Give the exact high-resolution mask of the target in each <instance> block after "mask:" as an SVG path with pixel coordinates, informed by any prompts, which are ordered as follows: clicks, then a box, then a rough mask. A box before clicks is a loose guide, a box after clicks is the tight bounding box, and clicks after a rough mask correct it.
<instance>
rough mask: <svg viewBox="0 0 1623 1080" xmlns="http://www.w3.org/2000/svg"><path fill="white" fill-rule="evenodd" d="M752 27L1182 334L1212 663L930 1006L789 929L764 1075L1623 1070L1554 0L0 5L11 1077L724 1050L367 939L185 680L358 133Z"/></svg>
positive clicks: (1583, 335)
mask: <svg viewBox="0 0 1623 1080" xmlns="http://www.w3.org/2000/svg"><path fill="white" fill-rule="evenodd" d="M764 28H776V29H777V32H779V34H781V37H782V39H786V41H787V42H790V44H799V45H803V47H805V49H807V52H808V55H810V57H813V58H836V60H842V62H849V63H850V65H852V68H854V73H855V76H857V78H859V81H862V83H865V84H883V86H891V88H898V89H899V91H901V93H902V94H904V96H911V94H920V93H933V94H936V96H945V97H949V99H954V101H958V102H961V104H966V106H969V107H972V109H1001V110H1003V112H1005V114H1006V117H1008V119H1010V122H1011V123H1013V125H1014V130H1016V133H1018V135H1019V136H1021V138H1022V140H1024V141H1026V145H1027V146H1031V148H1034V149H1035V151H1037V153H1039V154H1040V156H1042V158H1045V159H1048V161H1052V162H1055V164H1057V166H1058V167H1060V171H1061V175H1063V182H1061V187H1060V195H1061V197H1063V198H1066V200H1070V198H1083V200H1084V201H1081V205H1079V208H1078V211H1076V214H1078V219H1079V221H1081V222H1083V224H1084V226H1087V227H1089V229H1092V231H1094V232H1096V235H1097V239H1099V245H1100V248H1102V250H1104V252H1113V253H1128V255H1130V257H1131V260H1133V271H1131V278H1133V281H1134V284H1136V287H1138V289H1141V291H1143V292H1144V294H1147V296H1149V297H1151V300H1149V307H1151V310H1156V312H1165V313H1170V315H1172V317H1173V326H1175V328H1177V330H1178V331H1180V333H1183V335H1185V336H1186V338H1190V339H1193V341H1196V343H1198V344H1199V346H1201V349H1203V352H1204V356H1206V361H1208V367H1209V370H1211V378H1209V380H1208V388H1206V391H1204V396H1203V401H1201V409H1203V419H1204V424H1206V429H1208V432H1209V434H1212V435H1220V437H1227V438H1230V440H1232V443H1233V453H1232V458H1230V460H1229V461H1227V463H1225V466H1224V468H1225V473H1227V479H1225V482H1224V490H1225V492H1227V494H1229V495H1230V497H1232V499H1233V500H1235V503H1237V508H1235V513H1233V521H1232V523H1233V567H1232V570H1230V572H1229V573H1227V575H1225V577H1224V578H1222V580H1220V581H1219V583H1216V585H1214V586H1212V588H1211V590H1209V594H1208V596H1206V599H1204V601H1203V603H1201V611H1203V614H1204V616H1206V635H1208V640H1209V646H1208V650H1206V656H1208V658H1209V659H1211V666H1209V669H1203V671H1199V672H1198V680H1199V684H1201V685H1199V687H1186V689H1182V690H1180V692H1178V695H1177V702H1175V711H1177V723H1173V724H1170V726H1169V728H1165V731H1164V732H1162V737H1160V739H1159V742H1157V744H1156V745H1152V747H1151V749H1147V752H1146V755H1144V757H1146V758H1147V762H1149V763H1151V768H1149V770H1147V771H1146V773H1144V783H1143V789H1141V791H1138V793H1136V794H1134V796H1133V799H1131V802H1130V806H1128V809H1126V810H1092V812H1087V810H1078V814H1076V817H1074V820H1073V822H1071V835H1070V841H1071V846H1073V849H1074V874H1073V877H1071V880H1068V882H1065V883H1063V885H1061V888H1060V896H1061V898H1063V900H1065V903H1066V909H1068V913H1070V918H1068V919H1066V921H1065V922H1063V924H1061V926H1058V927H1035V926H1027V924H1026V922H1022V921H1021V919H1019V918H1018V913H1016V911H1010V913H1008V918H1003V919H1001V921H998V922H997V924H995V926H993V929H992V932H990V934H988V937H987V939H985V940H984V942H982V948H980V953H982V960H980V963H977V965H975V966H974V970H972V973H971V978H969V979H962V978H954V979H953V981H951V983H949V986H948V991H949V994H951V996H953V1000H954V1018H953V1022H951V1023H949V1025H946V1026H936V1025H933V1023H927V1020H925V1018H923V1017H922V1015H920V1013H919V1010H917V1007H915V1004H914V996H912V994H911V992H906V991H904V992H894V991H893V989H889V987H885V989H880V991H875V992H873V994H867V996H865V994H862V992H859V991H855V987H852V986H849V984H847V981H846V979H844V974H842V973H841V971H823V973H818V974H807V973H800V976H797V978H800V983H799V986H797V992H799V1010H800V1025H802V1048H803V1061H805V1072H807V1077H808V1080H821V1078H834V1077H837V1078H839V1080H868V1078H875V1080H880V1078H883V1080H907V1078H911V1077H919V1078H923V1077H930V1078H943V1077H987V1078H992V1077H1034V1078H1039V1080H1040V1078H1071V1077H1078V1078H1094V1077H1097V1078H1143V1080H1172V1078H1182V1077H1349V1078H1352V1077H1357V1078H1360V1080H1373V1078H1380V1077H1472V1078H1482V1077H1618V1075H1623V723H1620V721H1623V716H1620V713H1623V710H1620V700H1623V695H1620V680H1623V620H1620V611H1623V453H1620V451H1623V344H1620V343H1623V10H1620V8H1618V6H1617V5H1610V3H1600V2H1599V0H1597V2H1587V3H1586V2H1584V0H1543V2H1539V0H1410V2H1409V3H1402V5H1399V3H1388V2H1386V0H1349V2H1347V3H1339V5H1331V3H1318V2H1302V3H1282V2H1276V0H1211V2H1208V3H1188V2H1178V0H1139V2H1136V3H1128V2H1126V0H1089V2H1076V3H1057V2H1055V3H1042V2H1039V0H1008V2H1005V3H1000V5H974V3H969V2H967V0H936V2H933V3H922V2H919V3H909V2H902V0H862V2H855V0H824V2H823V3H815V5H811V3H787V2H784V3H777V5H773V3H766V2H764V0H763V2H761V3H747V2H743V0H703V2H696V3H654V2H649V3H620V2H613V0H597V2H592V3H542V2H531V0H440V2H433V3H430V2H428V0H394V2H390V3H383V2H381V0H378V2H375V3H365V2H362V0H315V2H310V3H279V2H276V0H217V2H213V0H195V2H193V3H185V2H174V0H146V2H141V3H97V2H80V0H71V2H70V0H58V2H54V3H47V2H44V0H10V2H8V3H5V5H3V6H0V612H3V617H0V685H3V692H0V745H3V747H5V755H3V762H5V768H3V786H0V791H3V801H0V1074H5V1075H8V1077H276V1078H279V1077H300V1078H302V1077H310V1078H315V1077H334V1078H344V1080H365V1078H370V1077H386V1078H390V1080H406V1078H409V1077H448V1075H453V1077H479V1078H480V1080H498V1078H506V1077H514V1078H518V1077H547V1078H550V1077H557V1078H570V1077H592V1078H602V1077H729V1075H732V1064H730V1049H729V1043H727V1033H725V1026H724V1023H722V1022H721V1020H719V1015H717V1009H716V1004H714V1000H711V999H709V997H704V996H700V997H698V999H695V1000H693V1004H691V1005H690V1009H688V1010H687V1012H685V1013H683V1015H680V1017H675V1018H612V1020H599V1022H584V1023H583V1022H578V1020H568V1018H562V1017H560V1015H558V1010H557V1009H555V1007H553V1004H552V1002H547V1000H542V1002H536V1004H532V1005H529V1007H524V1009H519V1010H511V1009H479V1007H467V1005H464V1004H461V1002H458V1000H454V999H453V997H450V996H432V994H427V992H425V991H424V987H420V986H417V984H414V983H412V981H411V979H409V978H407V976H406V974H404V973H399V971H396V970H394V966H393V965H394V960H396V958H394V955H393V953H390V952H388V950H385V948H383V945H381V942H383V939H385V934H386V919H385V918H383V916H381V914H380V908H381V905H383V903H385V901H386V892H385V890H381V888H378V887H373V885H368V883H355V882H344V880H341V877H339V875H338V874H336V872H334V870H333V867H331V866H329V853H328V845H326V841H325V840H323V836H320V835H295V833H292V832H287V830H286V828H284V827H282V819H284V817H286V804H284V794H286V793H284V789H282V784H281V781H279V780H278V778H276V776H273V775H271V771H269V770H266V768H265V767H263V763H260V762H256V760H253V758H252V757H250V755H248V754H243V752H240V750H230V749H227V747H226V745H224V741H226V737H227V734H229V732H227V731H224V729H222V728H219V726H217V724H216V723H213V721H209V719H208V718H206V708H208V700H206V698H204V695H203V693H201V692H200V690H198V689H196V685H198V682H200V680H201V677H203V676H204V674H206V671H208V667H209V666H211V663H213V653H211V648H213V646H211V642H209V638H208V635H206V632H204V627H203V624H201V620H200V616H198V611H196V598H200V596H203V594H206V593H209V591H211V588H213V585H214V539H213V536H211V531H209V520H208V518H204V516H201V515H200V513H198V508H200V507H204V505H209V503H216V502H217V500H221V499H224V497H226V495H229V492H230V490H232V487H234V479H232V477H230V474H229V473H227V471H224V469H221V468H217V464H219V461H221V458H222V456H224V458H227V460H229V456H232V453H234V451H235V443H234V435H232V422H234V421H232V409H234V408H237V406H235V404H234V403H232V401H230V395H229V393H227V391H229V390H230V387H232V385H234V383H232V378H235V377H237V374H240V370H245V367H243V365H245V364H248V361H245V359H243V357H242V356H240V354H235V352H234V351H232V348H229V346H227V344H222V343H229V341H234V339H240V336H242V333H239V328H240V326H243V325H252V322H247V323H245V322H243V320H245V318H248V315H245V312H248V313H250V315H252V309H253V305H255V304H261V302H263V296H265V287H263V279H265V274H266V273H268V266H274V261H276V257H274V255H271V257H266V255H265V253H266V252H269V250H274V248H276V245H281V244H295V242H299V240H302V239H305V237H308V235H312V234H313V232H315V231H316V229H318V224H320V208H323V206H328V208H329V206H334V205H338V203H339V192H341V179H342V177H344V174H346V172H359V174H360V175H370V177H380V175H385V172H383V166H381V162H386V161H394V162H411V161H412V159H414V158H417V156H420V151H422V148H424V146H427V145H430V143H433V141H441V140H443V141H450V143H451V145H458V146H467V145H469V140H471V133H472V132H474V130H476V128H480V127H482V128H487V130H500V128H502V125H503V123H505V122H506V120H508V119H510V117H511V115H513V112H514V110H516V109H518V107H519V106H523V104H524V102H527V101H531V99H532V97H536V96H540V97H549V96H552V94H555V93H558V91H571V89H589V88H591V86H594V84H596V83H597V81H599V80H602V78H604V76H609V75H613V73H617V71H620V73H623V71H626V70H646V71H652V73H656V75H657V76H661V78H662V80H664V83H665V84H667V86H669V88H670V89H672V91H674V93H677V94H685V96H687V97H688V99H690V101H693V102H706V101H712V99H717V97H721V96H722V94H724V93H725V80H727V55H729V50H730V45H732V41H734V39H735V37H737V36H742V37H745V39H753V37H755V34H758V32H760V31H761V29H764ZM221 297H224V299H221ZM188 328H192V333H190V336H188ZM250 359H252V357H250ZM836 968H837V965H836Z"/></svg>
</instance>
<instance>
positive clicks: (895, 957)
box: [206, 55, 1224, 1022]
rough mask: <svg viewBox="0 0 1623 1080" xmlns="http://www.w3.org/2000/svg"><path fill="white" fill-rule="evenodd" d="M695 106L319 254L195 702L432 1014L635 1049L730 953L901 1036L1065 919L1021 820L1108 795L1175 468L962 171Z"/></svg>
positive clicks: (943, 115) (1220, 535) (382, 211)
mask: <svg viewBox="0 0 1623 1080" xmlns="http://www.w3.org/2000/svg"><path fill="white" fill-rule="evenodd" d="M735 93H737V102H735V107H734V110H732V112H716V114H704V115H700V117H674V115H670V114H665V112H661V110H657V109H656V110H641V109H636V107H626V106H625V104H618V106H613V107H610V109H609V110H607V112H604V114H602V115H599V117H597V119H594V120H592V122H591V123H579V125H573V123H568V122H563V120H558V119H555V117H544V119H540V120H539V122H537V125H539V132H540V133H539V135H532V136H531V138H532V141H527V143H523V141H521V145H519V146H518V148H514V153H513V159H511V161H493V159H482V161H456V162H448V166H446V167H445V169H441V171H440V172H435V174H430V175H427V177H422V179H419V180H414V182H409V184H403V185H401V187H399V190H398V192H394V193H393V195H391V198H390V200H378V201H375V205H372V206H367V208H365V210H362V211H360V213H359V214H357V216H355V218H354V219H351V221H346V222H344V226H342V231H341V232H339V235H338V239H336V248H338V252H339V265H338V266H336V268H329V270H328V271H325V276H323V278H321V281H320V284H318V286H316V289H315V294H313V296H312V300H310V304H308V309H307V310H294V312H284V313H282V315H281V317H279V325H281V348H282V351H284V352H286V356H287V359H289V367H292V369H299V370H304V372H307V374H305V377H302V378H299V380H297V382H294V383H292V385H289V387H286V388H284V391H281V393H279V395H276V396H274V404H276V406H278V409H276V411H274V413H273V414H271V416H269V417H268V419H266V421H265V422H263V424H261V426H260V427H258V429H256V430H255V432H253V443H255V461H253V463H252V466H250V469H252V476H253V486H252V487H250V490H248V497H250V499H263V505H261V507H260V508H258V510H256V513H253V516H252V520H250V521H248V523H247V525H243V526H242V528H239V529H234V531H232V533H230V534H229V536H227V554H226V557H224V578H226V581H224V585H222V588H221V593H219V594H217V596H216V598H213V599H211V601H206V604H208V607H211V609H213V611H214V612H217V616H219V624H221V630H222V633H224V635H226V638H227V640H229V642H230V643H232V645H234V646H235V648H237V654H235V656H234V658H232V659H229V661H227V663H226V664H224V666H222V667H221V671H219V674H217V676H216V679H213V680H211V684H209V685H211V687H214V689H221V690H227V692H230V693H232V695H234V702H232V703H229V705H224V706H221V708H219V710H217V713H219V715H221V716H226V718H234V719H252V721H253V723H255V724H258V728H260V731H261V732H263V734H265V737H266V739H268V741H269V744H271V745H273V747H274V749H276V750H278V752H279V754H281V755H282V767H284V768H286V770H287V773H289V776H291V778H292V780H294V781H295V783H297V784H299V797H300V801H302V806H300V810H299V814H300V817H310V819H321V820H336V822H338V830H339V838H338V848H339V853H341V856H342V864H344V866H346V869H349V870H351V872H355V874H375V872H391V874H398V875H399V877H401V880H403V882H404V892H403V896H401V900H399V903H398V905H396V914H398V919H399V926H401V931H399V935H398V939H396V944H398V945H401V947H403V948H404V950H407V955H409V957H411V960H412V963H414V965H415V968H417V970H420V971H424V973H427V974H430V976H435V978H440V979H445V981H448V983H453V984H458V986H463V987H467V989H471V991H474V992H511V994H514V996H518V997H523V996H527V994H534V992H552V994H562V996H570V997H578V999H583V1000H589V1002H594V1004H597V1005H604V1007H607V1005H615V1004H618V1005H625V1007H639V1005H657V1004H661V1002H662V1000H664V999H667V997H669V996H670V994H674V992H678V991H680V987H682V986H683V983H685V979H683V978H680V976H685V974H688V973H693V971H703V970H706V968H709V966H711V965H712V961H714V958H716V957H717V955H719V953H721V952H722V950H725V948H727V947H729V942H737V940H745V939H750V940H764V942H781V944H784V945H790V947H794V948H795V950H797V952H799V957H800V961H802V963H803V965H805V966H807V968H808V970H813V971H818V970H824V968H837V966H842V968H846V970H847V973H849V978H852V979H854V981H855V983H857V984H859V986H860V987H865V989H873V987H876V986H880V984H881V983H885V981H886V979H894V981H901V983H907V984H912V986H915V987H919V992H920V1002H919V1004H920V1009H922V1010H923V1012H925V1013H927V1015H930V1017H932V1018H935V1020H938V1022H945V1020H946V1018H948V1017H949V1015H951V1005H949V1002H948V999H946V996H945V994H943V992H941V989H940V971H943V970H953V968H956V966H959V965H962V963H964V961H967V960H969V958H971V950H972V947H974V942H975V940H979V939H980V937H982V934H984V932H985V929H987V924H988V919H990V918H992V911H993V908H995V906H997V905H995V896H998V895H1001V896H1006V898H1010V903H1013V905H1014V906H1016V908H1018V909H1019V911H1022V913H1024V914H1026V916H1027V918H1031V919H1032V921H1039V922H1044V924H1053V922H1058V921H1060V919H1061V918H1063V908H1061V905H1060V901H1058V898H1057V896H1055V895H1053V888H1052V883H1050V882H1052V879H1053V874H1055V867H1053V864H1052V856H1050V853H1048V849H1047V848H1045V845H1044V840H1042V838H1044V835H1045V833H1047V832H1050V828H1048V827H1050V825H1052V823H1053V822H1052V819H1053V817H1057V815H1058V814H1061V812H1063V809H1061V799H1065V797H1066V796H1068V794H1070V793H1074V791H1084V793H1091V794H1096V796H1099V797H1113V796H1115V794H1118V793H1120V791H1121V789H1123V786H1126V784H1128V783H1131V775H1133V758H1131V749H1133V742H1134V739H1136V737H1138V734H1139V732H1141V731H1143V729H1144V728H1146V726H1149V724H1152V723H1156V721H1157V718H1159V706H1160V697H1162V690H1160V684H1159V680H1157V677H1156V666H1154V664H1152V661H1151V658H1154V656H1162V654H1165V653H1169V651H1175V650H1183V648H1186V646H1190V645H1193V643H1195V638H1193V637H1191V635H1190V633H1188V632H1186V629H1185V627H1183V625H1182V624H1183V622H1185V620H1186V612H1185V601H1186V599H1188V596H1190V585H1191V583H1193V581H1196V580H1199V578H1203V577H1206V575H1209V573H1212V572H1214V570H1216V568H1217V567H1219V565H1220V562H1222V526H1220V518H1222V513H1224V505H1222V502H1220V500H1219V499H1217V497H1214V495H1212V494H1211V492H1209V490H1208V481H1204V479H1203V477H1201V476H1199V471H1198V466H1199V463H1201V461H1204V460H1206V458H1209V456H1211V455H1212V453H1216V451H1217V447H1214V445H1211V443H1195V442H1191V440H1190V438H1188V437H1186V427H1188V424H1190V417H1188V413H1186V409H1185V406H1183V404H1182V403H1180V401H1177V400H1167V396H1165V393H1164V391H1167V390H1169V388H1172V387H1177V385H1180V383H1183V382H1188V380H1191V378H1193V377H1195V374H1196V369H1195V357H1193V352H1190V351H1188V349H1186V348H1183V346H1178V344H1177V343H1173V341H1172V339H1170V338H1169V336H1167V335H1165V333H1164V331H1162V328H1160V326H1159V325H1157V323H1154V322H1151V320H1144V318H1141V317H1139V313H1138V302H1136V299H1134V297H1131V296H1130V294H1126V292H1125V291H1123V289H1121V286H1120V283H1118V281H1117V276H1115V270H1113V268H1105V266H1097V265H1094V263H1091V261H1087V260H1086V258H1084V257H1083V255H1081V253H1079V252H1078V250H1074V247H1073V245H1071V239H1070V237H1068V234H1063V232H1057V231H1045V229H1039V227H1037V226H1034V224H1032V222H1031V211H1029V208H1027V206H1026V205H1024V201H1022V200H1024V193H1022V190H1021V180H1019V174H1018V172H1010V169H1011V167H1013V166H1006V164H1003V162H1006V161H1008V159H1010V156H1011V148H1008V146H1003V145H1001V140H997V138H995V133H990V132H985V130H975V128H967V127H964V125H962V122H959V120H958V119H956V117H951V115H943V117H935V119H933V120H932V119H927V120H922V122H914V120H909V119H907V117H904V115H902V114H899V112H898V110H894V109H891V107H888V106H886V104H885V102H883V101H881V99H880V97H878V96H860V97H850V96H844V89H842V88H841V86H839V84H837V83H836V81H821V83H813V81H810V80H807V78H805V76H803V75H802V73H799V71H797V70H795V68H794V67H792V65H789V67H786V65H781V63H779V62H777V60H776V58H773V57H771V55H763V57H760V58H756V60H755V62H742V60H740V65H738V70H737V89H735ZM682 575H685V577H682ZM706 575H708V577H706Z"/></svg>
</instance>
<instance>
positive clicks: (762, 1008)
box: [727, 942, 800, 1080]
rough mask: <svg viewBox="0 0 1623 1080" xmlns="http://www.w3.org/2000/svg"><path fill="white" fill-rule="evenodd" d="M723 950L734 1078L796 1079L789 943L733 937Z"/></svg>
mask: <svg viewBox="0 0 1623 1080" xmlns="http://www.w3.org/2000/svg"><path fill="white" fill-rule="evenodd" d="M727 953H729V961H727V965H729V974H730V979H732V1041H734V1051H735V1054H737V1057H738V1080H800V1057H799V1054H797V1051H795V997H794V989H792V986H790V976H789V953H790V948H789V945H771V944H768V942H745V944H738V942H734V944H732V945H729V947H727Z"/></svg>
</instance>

* * * *

▶ TASK DIRECTIONS: Give the rows as a Markdown table with the columns No. and Line, starting at the first line and ending at the line that contains "positive clicks: (1583, 335)". Number each line in order and leave out any blank lines.

▶ TASK RESPONSE:
| No. | Line |
|---|---|
| 1 | Give the exact high-resolution mask of the target in each <instance> block after "mask:" as an SVG path with pixel coordinates, informed by any prompts, which are ordered as follows: clicks, then a box, then a rough mask. A box before clicks is a loose guide, a box after clicks is the tight bounding box, and clicks after a rough mask correct it. |
| 2 | <instance> |
| 3 | rough mask: <svg viewBox="0 0 1623 1080" xmlns="http://www.w3.org/2000/svg"><path fill="white" fill-rule="evenodd" d="M752 27L1182 334L1212 663L930 1006L789 929L764 1075L1623 1070L1554 0L0 5L11 1077L724 1050L367 939L185 680L358 133Z"/></svg> |
| 4 | positive clicks: (1583, 335) |